** Dataset extract follows **

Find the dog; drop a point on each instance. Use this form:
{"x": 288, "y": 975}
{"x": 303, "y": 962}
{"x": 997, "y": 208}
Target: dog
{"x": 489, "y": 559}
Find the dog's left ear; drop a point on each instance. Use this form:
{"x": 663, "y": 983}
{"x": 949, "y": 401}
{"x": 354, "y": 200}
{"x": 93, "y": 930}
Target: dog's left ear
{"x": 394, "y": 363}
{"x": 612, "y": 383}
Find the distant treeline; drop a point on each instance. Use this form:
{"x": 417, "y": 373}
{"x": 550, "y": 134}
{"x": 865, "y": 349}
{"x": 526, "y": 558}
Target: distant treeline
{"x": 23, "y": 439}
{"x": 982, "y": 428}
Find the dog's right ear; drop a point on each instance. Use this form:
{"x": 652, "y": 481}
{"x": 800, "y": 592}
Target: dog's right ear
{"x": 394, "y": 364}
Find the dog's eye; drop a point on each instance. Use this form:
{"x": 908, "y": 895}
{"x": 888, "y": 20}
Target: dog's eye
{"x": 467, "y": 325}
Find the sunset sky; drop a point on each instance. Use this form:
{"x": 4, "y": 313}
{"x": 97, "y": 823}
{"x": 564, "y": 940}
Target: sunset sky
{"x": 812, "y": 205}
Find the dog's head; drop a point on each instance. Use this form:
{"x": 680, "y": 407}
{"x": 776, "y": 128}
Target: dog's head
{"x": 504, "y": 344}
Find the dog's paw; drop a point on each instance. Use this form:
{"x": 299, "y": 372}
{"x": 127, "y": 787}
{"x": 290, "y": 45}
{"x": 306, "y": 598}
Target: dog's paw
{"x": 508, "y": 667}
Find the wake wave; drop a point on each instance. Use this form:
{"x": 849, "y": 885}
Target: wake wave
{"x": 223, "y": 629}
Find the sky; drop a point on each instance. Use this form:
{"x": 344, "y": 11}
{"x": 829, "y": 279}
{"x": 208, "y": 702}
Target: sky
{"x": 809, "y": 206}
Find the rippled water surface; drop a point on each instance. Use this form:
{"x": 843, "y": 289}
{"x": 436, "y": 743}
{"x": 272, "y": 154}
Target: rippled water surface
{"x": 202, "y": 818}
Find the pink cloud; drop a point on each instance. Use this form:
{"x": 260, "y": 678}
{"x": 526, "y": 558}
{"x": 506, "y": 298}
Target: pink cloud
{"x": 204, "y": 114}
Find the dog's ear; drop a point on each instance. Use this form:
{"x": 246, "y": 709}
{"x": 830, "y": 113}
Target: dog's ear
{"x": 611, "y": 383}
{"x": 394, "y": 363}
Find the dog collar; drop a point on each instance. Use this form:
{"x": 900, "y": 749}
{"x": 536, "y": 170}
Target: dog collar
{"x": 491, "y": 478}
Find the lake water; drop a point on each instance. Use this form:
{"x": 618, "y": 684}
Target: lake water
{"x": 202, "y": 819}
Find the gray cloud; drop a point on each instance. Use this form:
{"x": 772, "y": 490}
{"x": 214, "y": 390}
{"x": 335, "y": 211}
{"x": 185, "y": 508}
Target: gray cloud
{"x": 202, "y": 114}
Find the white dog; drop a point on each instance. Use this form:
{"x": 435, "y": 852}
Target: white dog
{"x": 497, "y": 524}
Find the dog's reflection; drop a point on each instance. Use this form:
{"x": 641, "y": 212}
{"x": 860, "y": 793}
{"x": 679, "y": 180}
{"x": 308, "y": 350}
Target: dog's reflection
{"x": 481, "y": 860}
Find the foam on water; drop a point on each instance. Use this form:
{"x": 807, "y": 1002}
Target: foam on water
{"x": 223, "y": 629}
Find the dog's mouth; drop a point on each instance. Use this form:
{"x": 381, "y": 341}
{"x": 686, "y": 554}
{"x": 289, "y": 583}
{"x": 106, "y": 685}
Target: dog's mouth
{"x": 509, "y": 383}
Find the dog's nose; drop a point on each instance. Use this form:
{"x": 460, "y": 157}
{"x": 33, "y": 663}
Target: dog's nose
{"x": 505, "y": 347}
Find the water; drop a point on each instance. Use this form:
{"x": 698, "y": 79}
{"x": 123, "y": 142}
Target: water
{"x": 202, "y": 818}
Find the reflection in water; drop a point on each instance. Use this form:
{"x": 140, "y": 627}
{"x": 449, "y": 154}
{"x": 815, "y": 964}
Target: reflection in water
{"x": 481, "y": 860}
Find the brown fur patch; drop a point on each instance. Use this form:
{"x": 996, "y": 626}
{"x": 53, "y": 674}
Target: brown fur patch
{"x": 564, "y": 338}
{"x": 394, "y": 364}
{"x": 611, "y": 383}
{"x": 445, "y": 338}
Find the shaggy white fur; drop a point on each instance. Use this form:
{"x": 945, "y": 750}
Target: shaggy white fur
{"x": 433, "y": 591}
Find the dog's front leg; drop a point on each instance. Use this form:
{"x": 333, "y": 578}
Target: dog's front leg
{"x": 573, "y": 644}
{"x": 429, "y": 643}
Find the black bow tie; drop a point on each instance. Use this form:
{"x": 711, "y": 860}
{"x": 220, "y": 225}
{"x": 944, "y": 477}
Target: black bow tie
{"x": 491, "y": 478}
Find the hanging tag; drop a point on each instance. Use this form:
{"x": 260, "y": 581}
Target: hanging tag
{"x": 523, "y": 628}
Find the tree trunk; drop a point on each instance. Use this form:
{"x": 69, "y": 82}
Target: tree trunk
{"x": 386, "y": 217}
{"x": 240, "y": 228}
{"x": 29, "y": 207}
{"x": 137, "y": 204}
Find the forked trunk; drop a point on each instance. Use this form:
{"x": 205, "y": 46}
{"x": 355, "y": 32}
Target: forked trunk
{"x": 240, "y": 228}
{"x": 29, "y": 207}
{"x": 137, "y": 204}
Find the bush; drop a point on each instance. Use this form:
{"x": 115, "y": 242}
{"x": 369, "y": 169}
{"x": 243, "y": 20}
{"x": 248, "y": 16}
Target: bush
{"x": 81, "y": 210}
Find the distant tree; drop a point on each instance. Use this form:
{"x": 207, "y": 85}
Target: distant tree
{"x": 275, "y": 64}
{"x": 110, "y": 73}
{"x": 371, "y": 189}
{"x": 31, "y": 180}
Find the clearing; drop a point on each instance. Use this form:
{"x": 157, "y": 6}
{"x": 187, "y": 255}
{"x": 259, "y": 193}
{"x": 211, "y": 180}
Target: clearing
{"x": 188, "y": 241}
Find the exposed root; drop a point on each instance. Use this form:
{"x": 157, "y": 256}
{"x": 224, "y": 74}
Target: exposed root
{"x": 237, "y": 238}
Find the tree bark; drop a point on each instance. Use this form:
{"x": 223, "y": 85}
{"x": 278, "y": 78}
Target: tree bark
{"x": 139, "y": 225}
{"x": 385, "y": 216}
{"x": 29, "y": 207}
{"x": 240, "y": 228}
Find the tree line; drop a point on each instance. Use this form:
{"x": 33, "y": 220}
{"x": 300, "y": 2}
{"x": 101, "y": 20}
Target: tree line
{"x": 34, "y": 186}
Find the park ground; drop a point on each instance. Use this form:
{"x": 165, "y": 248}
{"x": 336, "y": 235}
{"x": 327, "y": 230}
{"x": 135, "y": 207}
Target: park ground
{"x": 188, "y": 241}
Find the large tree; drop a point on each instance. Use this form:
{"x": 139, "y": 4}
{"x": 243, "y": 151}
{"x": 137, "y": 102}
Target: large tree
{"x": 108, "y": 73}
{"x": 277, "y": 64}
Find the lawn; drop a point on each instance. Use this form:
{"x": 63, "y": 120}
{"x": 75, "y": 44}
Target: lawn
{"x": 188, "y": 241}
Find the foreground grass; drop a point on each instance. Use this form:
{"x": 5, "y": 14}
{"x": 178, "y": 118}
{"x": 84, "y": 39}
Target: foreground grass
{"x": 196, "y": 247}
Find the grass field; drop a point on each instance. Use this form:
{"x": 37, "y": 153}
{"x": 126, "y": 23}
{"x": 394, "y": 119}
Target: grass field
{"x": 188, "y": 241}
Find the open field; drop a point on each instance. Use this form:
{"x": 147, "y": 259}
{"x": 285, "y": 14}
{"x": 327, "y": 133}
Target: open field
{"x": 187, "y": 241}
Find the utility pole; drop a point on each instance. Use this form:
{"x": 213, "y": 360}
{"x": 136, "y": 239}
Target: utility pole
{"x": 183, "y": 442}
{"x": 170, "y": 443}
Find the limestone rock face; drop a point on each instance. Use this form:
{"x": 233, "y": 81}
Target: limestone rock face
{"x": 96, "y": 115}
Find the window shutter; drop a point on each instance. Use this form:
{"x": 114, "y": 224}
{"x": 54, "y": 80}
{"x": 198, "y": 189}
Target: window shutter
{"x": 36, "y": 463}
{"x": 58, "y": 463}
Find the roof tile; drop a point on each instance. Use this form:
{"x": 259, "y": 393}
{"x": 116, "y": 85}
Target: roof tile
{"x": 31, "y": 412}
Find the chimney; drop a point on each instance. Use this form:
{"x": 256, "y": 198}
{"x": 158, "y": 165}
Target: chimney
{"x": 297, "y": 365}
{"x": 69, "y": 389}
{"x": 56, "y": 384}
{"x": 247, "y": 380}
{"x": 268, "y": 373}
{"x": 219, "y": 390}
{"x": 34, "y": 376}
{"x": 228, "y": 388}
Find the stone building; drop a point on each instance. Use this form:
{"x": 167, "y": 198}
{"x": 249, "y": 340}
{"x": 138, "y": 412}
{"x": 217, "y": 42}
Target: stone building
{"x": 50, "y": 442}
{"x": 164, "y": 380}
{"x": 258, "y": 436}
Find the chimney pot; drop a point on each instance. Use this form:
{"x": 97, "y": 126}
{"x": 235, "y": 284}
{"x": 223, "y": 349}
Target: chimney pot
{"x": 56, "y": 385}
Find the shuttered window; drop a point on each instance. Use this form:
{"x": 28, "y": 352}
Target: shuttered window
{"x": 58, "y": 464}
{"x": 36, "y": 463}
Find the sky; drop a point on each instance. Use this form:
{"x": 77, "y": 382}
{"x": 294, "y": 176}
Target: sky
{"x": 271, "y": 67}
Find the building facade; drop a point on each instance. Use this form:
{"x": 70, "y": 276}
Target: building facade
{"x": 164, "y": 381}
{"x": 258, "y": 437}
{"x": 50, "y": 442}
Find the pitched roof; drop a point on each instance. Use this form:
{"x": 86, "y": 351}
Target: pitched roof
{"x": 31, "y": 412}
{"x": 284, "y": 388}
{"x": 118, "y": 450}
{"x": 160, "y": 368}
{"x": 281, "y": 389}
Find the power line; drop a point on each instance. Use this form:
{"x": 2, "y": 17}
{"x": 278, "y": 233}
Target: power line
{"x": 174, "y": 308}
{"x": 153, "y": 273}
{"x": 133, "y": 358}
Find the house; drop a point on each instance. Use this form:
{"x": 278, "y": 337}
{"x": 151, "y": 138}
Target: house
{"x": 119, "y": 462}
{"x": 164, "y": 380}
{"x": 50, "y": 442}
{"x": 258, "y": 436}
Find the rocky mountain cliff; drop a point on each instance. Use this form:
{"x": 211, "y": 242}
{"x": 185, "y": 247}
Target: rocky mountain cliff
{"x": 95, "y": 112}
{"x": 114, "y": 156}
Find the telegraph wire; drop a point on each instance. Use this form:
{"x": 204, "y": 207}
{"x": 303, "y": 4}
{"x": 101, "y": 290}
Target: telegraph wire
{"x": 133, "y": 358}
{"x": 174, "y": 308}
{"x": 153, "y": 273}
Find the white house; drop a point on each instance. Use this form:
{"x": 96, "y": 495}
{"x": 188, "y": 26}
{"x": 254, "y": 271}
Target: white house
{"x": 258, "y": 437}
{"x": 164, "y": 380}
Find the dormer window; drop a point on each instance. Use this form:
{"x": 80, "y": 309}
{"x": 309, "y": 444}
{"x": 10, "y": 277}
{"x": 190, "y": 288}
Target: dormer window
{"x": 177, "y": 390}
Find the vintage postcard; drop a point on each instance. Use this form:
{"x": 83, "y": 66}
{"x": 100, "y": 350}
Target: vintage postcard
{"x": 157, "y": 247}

** End of Dataset extract **

Problem: Would you restate exactly the lines of the material above, from its opening line through the line with "Find the pink", and output only those?

Response to the exercise:
Find the dog; drop a point on each instance. Use this form:
{"x": 288, "y": 975}
{"x": 303, "y": 962}
{"x": 997, "y": 208}
Target: dog
{"x": 489, "y": 559}
Find the dog's left ear; drop a point on each instance. Use this form:
{"x": 663, "y": 983}
{"x": 949, "y": 401}
{"x": 354, "y": 200}
{"x": 93, "y": 930}
Target: dog's left ear
{"x": 394, "y": 363}
{"x": 612, "y": 383}
Find the distant treeline; drop a point on each instance. Use this form:
{"x": 417, "y": 373}
{"x": 550, "y": 134}
{"x": 865, "y": 349}
{"x": 526, "y": 558}
Target: distant treeline
{"x": 23, "y": 439}
{"x": 982, "y": 428}
Find the dog's right ear; drop a point on each instance. Use this form:
{"x": 652, "y": 481}
{"x": 800, "y": 592}
Target: dog's right ear
{"x": 394, "y": 364}
Find the dog's eye; drop a point on each instance. Use this form:
{"x": 908, "y": 895}
{"x": 888, "y": 20}
Target: dog's eye
{"x": 467, "y": 325}
Find the sunset sky; drop a point on each instance. Use this form:
{"x": 4, "y": 313}
{"x": 97, "y": 823}
{"x": 564, "y": 940}
Target: sunset sky
{"x": 812, "y": 205}
Find the dog's head; drop a point on each instance. Use this form:
{"x": 680, "y": 407}
{"x": 776, "y": 128}
Target: dog's head
{"x": 504, "y": 344}
Find the dog's paw; drop a point on each instance. Use this form:
{"x": 299, "y": 372}
{"x": 127, "y": 787}
{"x": 290, "y": 45}
{"x": 306, "y": 598}
Target: dog's paw
{"x": 508, "y": 667}
Find the wake wave; drop a point on each instance. Use this form:
{"x": 849, "y": 885}
Target: wake wave
{"x": 223, "y": 629}
Find the sky; drop a point on each instance. Use this form:
{"x": 344, "y": 11}
{"x": 829, "y": 279}
{"x": 208, "y": 702}
Target: sky
{"x": 809, "y": 206}
Find the rippled water surface; drop a point on each instance. Use this form:
{"x": 843, "y": 289}
{"x": 436, "y": 743}
{"x": 272, "y": 154}
Target: rippled water surface
{"x": 202, "y": 818}
Find the pink cloud; drop a point on each instance. Use this form:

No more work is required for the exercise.